• **WHAT THE EXERCISE ASKS**: Please transcribe, exactly and only, the lines of the records below from the one holding "In this exercise you will indicate the armchair arm" to the very end.

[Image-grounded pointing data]
──────────

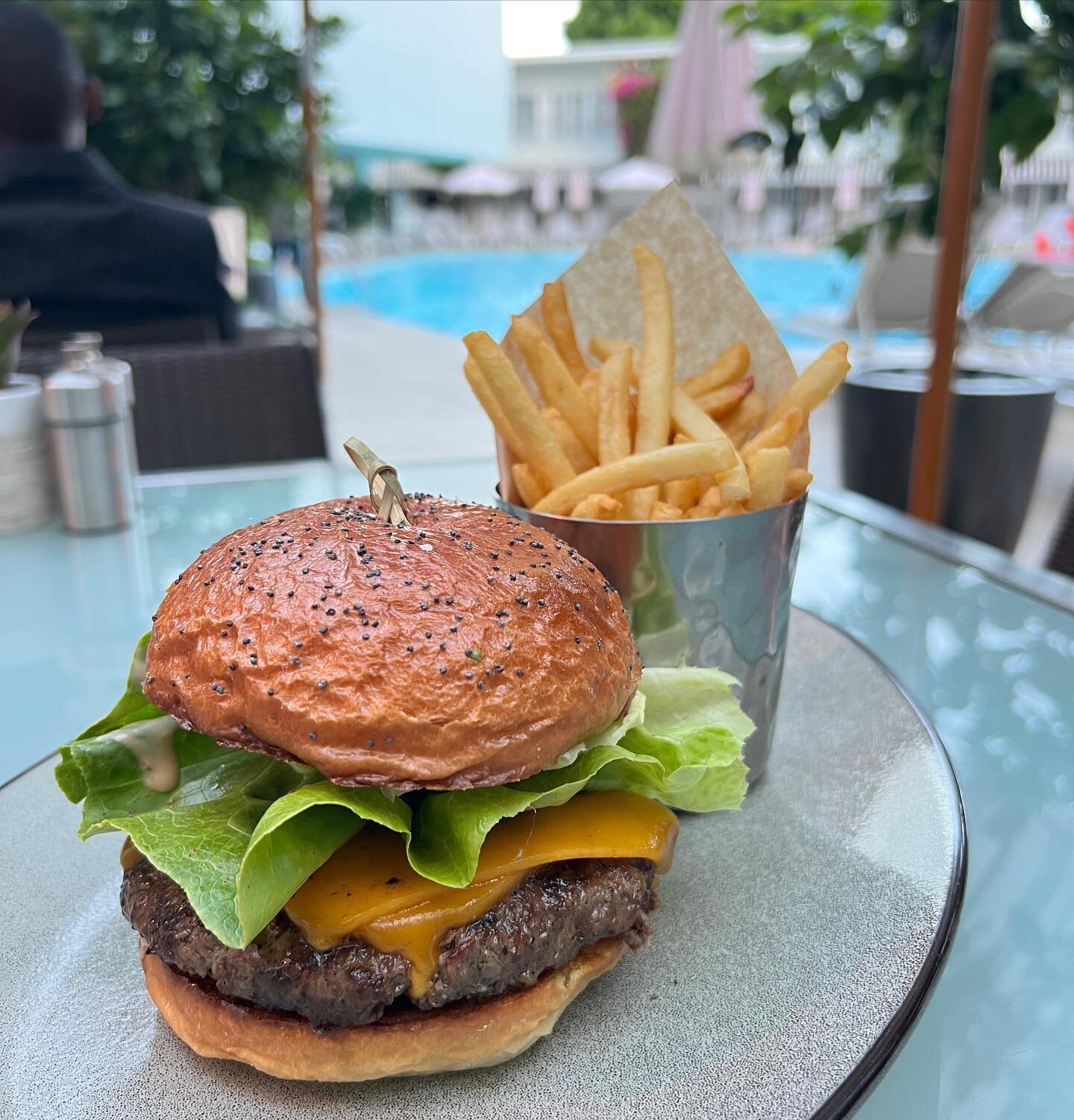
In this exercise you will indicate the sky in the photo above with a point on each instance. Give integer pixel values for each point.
(536, 27)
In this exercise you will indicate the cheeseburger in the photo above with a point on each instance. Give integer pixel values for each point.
(393, 794)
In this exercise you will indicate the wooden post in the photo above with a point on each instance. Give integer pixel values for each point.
(310, 125)
(961, 174)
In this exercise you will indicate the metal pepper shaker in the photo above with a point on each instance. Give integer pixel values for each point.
(84, 415)
(84, 348)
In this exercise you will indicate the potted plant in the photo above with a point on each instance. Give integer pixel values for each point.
(878, 72)
(26, 488)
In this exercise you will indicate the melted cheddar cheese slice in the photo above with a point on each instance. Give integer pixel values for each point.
(368, 890)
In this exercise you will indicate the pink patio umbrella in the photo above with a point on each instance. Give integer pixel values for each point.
(706, 96)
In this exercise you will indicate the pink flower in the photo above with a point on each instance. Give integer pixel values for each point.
(626, 85)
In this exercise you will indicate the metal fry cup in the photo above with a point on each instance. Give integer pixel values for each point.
(712, 593)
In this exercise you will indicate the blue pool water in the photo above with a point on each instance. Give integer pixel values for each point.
(480, 290)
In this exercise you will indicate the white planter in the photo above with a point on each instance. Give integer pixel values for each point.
(27, 494)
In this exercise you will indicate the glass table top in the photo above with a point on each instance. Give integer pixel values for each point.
(990, 662)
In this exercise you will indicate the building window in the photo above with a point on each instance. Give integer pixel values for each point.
(568, 116)
(524, 116)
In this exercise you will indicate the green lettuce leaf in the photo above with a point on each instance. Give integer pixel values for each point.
(681, 744)
(241, 832)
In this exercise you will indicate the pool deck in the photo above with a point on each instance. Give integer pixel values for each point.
(400, 388)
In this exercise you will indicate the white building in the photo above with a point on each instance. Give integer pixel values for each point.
(564, 113)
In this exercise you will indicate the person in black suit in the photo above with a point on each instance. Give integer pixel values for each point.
(87, 250)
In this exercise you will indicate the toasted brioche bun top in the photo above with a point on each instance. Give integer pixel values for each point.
(471, 649)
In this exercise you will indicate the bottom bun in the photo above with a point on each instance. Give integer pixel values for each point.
(459, 1036)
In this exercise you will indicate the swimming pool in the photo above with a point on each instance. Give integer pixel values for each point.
(480, 290)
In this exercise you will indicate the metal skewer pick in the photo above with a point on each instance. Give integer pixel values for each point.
(386, 493)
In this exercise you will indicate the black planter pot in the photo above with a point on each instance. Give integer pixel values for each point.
(999, 425)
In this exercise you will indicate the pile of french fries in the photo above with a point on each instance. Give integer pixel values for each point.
(623, 441)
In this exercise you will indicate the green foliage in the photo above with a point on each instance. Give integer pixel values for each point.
(202, 98)
(888, 63)
(635, 116)
(624, 19)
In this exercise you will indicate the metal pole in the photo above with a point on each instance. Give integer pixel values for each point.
(961, 174)
(310, 123)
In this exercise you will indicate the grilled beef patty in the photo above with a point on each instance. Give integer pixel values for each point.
(542, 924)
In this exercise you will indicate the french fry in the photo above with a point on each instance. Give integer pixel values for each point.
(777, 434)
(712, 499)
(577, 456)
(681, 493)
(656, 375)
(603, 348)
(527, 334)
(817, 381)
(530, 488)
(598, 508)
(690, 419)
(719, 402)
(487, 400)
(734, 484)
(614, 410)
(650, 468)
(707, 506)
(729, 366)
(537, 441)
(744, 419)
(797, 484)
(560, 391)
(767, 471)
(562, 328)
(591, 388)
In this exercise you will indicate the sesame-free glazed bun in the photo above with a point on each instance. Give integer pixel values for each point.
(471, 649)
(459, 1036)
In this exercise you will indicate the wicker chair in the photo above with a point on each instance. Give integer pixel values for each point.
(212, 404)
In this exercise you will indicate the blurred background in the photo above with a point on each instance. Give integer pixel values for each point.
(381, 177)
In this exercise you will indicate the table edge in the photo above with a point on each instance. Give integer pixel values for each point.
(1051, 587)
(866, 1075)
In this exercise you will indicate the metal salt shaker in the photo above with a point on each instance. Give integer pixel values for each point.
(84, 415)
(84, 348)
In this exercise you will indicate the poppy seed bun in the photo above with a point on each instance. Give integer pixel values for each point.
(471, 649)
(460, 1036)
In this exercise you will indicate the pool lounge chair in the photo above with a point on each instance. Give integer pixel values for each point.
(1034, 297)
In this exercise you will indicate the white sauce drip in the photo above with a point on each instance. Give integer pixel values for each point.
(151, 742)
(138, 667)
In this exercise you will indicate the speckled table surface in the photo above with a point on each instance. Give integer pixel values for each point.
(989, 660)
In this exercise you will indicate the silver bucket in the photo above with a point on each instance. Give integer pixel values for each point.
(714, 593)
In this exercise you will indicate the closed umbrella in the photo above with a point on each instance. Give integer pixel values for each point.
(546, 192)
(706, 98)
(482, 180)
(580, 192)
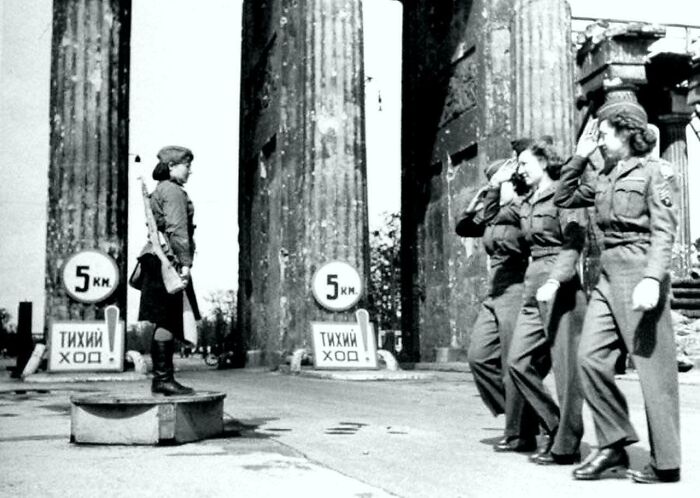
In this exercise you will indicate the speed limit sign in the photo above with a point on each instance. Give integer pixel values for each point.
(337, 286)
(90, 276)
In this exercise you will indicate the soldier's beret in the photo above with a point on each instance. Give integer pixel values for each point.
(623, 103)
(174, 154)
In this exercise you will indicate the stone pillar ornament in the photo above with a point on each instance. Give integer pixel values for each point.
(335, 198)
(89, 119)
(542, 59)
(675, 151)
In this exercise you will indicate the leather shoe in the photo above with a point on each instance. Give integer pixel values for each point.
(544, 448)
(650, 475)
(605, 463)
(516, 444)
(550, 458)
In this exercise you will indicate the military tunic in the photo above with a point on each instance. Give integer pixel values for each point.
(634, 210)
(547, 332)
(493, 329)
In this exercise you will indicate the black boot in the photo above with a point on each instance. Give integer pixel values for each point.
(163, 371)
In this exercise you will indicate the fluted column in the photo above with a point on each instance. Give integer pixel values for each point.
(543, 70)
(335, 177)
(87, 207)
(674, 150)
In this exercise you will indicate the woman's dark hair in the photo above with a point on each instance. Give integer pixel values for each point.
(641, 140)
(545, 150)
(161, 172)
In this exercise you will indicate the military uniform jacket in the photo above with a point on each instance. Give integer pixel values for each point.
(174, 215)
(499, 226)
(634, 207)
(550, 230)
(634, 210)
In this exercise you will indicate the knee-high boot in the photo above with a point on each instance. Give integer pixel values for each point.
(163, 370)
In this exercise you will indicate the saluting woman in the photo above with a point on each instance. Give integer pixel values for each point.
(173, 212)
(629, 307)
(549, 322)
(493, 330)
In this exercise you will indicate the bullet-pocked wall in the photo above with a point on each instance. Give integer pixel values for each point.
(458, 102)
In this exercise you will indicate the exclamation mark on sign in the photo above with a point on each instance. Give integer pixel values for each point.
(363, 319)
(112, 319)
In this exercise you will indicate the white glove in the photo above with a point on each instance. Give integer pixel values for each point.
(646, 294)
(547, 292)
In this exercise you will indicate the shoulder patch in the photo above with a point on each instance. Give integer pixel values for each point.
(665, 193)
(666, 169)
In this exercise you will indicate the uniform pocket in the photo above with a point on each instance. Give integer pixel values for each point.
(545, 219)
(629, 197)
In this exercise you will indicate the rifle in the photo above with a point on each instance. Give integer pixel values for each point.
(171, 278)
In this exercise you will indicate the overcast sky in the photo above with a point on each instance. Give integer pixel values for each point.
(185, 75)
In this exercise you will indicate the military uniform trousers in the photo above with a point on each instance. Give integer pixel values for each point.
(488, 352)
(611, 326)
(550, 332)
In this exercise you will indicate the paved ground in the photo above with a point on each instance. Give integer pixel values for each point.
(299, 436)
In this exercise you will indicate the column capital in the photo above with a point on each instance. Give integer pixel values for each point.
(694, 84)
(615, 53)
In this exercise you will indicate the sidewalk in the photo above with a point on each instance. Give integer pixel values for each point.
(291, 435)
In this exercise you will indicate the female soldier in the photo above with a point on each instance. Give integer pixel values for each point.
(173, 213)
(629, 307)
(493, 329)
(549, 322)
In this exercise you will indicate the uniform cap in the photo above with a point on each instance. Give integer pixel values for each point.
(174, 154)
(623, 103)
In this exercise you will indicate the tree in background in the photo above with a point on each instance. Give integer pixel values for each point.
(219, 329)
(6, 346)
(385, 274)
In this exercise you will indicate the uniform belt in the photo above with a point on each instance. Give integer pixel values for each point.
(541, 252)
(623, 239)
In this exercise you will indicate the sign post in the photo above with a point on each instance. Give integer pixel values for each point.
(77, 346)
(337, 286)
(89, 276)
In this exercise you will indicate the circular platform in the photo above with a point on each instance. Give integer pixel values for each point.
(128, 418)
(139, 399)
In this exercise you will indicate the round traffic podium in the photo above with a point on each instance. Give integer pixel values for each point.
(114, 418)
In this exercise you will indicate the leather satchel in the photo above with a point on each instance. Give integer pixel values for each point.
(136, 278)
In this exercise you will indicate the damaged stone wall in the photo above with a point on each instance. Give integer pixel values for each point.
(458, 105)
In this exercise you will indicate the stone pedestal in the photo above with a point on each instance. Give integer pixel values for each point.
(89, 120)
(132, 419)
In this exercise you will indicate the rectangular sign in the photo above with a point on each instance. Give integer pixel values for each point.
(86, 347)
(343, 345)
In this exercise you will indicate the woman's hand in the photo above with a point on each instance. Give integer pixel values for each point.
(185, 275)
(548, 291)
(645, 295)
(588, 142)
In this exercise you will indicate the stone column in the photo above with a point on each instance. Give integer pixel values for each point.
(674, 149)
(543, 84)
(334, 176)
(89, 119)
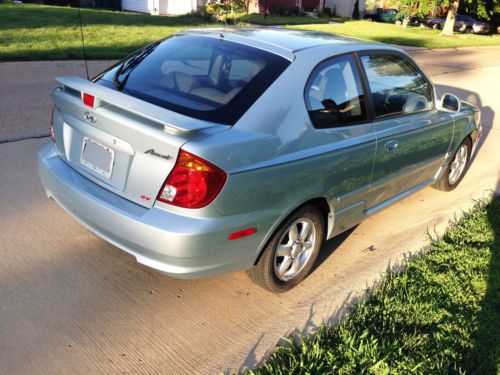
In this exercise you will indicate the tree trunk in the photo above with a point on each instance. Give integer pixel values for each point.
(449, 25)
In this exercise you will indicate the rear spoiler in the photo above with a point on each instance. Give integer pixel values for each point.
(169, 119)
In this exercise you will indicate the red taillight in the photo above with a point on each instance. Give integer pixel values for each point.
(241, 233)
(52, 134)
(88, 100)
(193, 183)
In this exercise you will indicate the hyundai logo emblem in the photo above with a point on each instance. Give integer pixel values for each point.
(89, 117)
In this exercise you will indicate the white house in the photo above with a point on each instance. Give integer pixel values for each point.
(344, 8)
(161, 6)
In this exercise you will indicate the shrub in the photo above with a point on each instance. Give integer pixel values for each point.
(274, 10)
(294, 11)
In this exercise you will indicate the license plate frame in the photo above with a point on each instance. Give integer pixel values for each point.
(102, 157)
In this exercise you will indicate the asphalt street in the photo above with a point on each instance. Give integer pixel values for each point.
(71, 303)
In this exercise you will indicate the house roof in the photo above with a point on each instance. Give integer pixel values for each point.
(284, 42)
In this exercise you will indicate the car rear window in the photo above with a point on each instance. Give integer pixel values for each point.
(202, 77)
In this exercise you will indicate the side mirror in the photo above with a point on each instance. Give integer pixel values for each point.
(415, 104)
(449, 103)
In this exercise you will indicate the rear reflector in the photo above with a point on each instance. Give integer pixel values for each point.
(242, 233)
(52, 133)
(88, 100)
(193, 183)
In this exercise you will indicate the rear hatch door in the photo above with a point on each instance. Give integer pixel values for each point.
(122, 143)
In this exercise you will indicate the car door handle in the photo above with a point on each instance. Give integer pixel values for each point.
(391, 146)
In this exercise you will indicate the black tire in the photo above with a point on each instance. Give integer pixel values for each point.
(444, 183)
(265, 274)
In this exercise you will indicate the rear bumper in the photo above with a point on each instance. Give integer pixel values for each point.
(180, 246)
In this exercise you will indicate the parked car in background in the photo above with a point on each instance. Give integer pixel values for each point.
(217, 150)
(463, 24)
(389, 16)
(382, 15)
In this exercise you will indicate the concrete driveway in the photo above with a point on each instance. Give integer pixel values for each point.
(71, 303)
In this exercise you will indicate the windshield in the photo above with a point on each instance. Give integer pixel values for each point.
(202, 77)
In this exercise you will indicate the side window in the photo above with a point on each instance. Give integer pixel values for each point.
(397, 86)
(334, 94)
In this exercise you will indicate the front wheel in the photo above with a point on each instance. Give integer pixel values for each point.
(290, 255)
(456, 169)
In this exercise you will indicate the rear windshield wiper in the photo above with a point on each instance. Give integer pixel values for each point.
(130, 64)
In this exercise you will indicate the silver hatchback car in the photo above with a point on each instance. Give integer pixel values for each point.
(217, 150)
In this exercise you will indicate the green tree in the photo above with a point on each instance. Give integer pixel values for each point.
(222, 8)
(480, 8)
(355, 13)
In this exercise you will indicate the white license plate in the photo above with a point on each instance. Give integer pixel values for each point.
(97, 157)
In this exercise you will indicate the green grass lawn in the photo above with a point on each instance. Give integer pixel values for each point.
(412, 36)
(37, 32)
(441, 315)
(259, 19)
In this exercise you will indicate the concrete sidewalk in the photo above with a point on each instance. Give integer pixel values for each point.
(25, 91)
(71, 303)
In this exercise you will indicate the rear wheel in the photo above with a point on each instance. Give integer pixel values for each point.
(290, 255)
(456, 169)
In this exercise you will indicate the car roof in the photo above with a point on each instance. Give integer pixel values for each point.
(285, 42)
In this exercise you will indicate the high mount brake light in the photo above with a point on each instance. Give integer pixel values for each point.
(88, 100)
(193, 183)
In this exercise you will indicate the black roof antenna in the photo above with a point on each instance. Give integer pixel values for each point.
(83, 42)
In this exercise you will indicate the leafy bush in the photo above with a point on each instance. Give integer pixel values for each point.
(274, 10)
(294, 11)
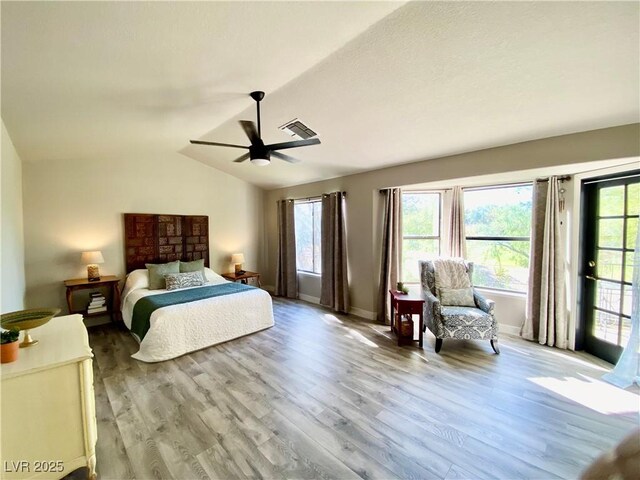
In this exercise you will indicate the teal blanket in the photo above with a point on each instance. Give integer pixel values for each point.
(144, 307)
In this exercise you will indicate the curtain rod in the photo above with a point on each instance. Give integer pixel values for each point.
(562, 178)
(317, 197)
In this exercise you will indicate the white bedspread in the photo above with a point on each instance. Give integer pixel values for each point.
(184, 328)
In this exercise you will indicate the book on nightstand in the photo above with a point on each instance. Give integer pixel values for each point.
(97, 309)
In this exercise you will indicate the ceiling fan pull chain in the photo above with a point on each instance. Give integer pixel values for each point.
(259, 129)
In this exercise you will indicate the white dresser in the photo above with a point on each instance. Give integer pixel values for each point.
(48, 405)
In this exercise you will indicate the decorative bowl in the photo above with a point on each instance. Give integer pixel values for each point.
(26, 320)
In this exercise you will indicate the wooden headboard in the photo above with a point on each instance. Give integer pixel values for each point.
(153, 238)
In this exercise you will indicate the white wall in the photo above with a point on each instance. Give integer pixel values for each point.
(12, 236)
(551, 156)
(76, 205)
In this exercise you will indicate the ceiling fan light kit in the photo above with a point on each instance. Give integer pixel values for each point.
(260, 162)
(260, 154)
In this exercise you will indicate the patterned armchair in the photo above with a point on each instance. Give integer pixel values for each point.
(474, 323)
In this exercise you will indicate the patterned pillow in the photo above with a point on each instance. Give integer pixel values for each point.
(176, 281)
(461, 297)
(194, 266)
(157, 273)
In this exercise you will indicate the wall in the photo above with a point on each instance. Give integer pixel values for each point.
(556, 155)
(12, 236)
(76, 205)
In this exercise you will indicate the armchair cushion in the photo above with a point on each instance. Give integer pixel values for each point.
(465, 316)
(460, 297)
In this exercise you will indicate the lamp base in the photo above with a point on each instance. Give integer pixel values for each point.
(93, 273)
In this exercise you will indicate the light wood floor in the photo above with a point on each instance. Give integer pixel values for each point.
(324, 396)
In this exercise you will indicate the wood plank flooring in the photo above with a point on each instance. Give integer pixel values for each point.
(329, 396)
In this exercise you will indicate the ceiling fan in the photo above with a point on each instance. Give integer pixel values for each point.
(259, 153)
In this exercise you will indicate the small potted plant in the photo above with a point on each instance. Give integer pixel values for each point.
(9, 346)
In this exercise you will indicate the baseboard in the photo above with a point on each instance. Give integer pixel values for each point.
(509, 329)
(309, 298)
(359, 312)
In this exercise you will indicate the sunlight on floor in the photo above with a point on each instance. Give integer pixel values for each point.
(594, 394)
(361, 338)
(330, 319)
(572, 358)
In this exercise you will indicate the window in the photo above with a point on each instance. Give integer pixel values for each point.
(420, 231)
(498, 231)
(308, 220)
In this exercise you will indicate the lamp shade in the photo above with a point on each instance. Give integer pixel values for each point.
(90, 258)
(237, 258)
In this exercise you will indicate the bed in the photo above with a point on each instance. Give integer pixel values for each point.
(170, 323)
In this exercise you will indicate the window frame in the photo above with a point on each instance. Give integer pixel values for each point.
(421, 237)
(495, 238)
(313, 236)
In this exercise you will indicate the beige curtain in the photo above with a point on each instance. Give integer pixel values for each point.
(391, 250)
(457, 242)
(546, 320)
(286, 273)
(334, 292)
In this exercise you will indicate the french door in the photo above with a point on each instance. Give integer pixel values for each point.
(609, 229)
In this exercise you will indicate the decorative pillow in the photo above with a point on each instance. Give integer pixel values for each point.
(212, 277)
(460, 297)
(176, 281)
(157, 273)
(195, 266)
(135, 280)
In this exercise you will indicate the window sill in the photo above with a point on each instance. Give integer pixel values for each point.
(497, 291)
(309, 274)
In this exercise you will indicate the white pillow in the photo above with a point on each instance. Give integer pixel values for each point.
(460, 297)
(213, 277)
(135, 280)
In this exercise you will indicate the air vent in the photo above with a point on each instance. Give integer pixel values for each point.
(296, 127)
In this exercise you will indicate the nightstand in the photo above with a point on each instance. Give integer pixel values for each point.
(235, 277)
(410, 305)
(110, 282)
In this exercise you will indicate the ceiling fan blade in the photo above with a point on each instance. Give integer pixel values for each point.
(294, 144)
(250, 129)
(242, 158)
(216, 144)
(284, 157)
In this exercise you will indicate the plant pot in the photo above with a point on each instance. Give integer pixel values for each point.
(9, 352)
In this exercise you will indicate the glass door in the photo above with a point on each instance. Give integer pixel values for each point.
(610, 226)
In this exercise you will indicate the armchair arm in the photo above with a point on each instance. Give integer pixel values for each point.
(431, 305)
(483, 303)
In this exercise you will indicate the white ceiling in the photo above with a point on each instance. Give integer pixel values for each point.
(383, 83)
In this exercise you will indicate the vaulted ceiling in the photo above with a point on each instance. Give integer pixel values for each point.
(382, 82)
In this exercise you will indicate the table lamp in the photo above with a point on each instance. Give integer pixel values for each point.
(91, 260)
(238, 259)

──────────

• **EXPECTED OUTPUT**:
In this exercise you will indicate the armchair arm in the photo above with a point on each instance. Give integer pixel values for each point.
(431, 305)
(483, 303)
In this exercise you will indicate the white ceiling in the photo above with a point on each instance. Give integer pixel values for each point.
(383, 83)
In this exercise you will indicate the vaulted ceiling in the photo above with a point on each instance. Give integer pixel values for each point.
(382, 82)
In this exercise you will indicate the table lamp in the photo above with a point on each instance. Give integer pixel values for each point.
(91, 260)
(238, 259)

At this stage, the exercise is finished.